[START DATA LISTING]

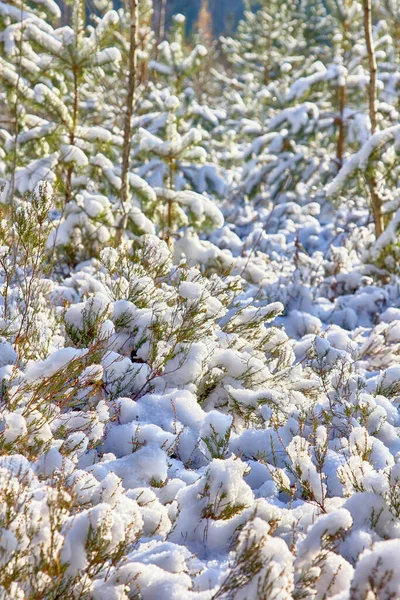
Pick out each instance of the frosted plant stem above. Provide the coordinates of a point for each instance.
(132, 77)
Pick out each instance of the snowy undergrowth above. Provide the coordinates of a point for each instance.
(173, 431)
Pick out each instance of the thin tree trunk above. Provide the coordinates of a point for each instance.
(371, 178)
(132, 81)
(372, 64)
(161, 28)
(70, 170)
(341, 124)
(342, 100)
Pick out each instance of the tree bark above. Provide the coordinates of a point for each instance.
(161, 28)
(132, 81)
(376, 200)
(372, 64)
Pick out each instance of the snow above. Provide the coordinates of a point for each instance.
(199, 383)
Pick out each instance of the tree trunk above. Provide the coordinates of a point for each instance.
(341, 124)
(161, 25)
(132, 80)
(70, 170)
(342, 100)
(371, 179)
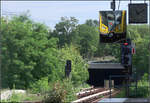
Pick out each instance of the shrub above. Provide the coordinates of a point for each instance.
(41, 86)
(62, 91)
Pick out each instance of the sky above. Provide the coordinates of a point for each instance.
(50, 12)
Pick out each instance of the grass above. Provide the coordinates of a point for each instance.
(142, 91)
(19, 97)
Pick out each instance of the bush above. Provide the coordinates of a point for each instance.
(79, 73)
(62, 91)
(41, 86)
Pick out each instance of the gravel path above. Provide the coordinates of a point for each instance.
(8, 93)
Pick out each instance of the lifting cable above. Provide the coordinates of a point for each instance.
(119, 5)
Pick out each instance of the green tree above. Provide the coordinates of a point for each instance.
(64, 30)
(87, 40)
(27, 53)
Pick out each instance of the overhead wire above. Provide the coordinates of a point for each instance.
(119, 5)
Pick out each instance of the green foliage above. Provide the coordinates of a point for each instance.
(62, 91)
(79, 72)
(87, 40)
(27, 53)
(64, 30)
(40, 86)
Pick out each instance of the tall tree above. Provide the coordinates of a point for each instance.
(64, 30)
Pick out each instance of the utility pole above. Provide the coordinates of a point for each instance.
(113, 5)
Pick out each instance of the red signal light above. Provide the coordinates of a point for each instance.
(125, 43)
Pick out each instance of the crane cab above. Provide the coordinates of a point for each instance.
(112, 26)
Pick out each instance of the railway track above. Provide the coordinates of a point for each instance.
(94, 95)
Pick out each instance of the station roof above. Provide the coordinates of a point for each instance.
(102, 65)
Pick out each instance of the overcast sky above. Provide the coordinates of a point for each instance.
(49, 12)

[END DATA LISTING]

WHAT YOU WILL DO: Copy every line of the material above word for word, omitting the pictures.

ANSWER TO THIS EXERCISE:
Pick out each instance of the frosted plant stem above. Provide the coordinates of a point for each instance.
(132, 77)
Pick out each instance of the snowy undergrowth above. Provide the coordinates of a point for each instance.
(173, 431)
Pick out each instance of the thin tree trunk above. Provide the coordinates of a point for each instance.
(371, 178)
(132, 81)
(372, 64)
(161, 28)
(70, 170)
(341, 124)
(342, 100)
Pick out each instance of the tree bark above. Provide the coordinates of a point for each instance.
(161, 28)
(132, 81)
(376, 200)
(372, 64)
Pick out each instance of the snow above. Provide the coordinates of a point for each instance.
(199, 383)
Pick out each instance of the tree trunk above. Provide the coordinates of a point for each instance.
(341, 124)
(161, 25)
(132, 80)
(70, 170)
(342, 100)
(371, 179)
Pick out each instance of the shrub above. Provide the coordinates of a point for each instance.
(41, 86)
(62, 91)
Pick out each instance of the sky above. Provide the coordinates of a point for each instance.
(50, 12)
Pick out each instance of the grass above. Provide the coordinates of a point for each instance.
(142, 91)
(19, 97)
Pick out each instance of the bush above. Provide the coordinates of a point for each instance.
(79, 73)
(62, 91)
(41, 86)
Pick out each instance of the gravel path above. Provide the coordinates of a point for each instance.
(8, 93)
Pick out each instance of the lifting cable above. Provide the coordinates of a point for each instance.
(119, 5)
Pick out each instance of the green tree above. Provide the coordinates of a point for each instance.
(64, 30)
(87, 40)
(27, 53)
Pick out each instance of the overhead wire above. Provide the coordinates of a point for each instance.
(119, 5)
Pick out each instance of the green foliage above. Provide the coordinates of a point for each instance.
(62, 91)
(79, 72)
(87, 40)
(27, 53)
(64, 30)
(40, 86)
Pick out each instance of the tall tree above. Provide the coordinates of a point for each instance.
(64, 30)
Pick out each instance of the utility pole above. Provide the coordinates of a point for each instance.
(113, 5)
Pick out each instance of the red signal light above. Provide the coordinates of a point for each instance.
(125, 43)
Pick out each instance of the crane cab above. Provide the coordinates of a point for each instance.
(112, 26)
Pick out each instance of the railway track above. Provide the coordinates of a point for each instance.
(94, 95)
Pick out each instance of the station roof above. Provide the coordinates of a point for each instance.
(102, 65)
Pick out each instance of the overcast sky above. Provide the coordinates of a point for each instance.
(49, 12)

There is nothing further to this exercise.